If you read last week's newsletter, you may have seen that I've been training for a 50km ultra marathon. You may have thought to yourself, ‘Has this girl lost her mind?' and if so, I get it! Three years ago I would have thought the same thing…

The race was last weekend, and I'm happy to say I made it through mostly unscathed (although still very much recovering). It poured rain for most of the race, and I must admit that I was NOT mentally or physically prepared for the mud or how technical the trail ended up being. However, I managed to finish in ~6 1/2 hours, coming in 26th out of 96 women who ran the event.

Today, I'd like to share my experience with you and what I learned along the way.

I'll start by sharing that this race was a big deal for me because, for most of my life, I've said I'm ‘not a runner.' Growing up, my parents didn't encourage me to play a lot of sports (hockey was a hard no) and although I participated in track and field in elementary school, I always considered myself as someone who wasn't an athlete.

PROVIDED MATERIAL »
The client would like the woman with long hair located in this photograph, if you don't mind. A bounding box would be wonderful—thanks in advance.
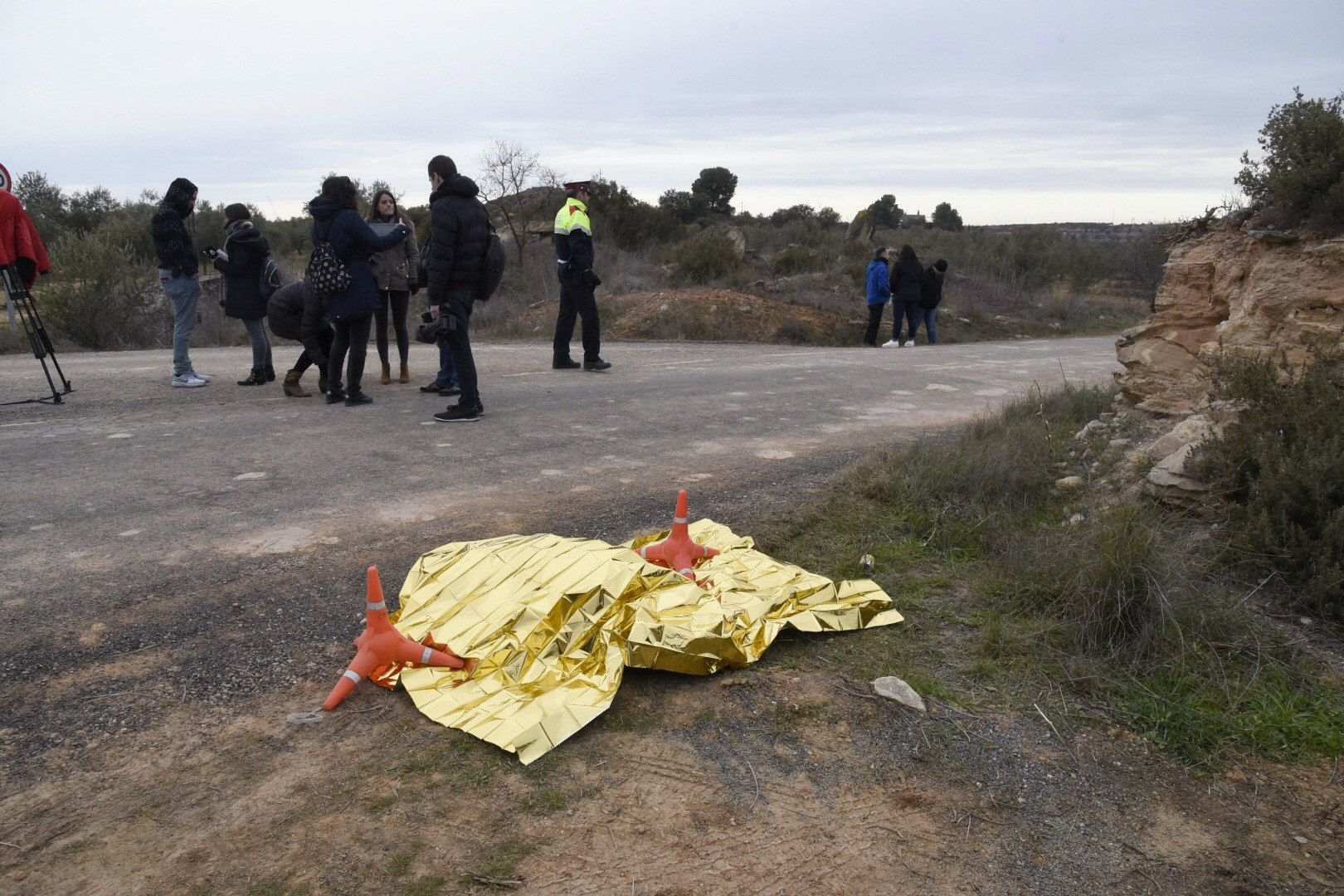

==

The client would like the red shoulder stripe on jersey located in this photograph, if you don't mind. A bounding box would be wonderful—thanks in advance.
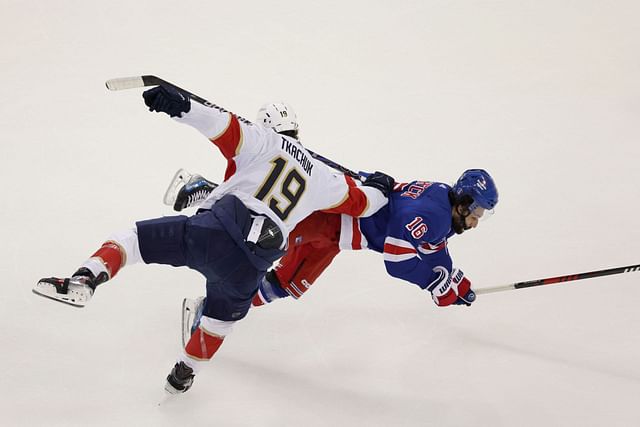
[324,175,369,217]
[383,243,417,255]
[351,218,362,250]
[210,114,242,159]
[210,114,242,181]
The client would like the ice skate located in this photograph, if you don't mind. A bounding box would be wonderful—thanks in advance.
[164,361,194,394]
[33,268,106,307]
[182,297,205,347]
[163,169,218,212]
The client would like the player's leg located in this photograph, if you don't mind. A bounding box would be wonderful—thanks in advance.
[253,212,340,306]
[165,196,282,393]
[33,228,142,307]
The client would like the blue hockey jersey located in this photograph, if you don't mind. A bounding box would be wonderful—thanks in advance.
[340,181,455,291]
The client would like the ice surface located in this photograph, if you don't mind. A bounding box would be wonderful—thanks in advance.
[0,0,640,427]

...

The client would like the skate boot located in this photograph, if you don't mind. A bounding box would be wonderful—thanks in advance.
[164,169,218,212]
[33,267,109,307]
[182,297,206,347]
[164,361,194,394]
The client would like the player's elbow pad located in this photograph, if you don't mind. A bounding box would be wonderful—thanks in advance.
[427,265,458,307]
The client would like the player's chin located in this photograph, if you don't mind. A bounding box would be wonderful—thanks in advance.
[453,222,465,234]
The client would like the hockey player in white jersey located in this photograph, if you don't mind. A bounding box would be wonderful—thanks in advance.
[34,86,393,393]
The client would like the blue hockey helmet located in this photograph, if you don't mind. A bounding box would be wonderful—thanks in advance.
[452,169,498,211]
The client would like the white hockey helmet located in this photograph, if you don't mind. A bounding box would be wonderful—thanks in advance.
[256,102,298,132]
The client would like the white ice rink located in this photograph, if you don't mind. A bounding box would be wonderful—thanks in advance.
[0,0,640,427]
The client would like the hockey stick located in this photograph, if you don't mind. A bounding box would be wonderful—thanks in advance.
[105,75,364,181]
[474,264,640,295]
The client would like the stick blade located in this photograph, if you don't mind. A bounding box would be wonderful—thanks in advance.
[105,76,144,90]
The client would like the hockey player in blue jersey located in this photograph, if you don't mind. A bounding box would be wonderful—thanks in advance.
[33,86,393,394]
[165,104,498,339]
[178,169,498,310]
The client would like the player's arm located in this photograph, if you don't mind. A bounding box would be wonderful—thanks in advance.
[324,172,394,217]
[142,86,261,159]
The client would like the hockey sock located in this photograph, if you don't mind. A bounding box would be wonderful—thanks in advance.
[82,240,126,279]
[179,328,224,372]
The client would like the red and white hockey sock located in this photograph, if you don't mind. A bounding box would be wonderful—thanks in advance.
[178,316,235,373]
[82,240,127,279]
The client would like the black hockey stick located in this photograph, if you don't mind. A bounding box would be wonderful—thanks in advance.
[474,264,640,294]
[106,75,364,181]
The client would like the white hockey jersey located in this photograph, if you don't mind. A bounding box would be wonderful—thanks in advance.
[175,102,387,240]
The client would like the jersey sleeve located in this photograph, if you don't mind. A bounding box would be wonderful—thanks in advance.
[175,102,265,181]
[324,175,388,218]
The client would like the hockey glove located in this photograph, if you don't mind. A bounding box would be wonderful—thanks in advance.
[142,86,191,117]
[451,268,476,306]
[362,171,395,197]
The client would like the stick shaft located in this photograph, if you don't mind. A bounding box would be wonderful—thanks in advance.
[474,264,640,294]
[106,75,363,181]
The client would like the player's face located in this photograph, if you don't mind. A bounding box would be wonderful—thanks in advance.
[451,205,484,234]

WHAT THE EXERCISE ASKS » Copy the stretch of the race story from "If you read" through "ran the event." word for word.

EXPECTED OUTPUT »
If you read last week's newsletter, you may have seen that I've been training for a 50km ultra marathon. You may have thought to yourself, ‘Has this girl lost her mind?' and if so, I get it! Three years ago I would have thought the same thing…

The race was last weekend, and I'm happy to say I made it through mostly unscathed (although still very much recovering). It poured rain for most of the race, and I must admit that I was NOT mentally or physically prepared for the mud or how technical the trail ended up being. However, I managed to finish in ~6 1/2 hours, coming in 26th out of 96 women who ran the event.